[[ Records for the exercise, beginning ]]

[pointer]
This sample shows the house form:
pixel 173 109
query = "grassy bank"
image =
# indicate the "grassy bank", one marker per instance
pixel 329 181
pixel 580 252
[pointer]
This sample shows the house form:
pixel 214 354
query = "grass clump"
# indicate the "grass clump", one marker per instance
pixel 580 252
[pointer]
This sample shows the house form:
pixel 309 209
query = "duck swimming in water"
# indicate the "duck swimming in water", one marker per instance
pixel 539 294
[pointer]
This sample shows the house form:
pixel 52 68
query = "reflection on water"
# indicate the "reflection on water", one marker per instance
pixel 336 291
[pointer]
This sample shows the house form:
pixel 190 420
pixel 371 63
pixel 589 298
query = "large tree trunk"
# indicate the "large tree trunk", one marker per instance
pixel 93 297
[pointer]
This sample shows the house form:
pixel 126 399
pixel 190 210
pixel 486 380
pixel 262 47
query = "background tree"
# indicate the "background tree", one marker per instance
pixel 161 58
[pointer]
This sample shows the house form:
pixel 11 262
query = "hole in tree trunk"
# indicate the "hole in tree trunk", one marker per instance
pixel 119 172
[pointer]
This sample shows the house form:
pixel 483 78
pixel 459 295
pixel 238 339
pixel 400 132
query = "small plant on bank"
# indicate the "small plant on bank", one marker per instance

[[ Records for the exercise, end ]]

• _Task to complete_: Above are the records; copy all of them exactly.

• _Written answer_:
[pointer]
This sample shows the house form:
pixel 173 109
query = "grassy bank"
image =
# indicate the "grassy bank", one marker per instance
pixel 329 181
pixel 580 252
[pointer]
This sample shows the house form:
pixel 214 354
query = "grass clump"
# indicate the "grass clump", one marker per instance
pixel 580 252
[pointer]
This sample shows the house form:
pixel 309 209
query = "duck swimming in water"
# indicate the "duck swimming in water", one marker per instance
pixel 539 294
[pointer]
This sample shows the house form:
pixel 52 68
query = "reflection on water"
# indicate the "reflection on water", one marker per instance
pixel 336 291
[pointer]
This sample shows the house form:
pixel 190 420
pixel 371 63
pixel 589 298
query = "large tree trunk"
# indicate the "large tree trunk", one marker per instance
pixel 93 297
[pointer]
This sample shows the house form:
pixel 126 399
pixel 190 210
pixel 486 380
pixel 262 47
query = "background tree"
# indicate the "background tree", one marker per instance
pixel 161 58
[pointer]
This sample shows the house form:
pixel 11 262
query = "hole in tree trunk"
# indicate the "hole in tree trunk", one marker per instance
pixel 119 172
[pointer]
This sample shows the house form:
pixel 483 78
pixel 459 295
pixel 238 339
pixel 400 132
query = "small plant on bank"
# indicate the "small plant on bank", one marker per instance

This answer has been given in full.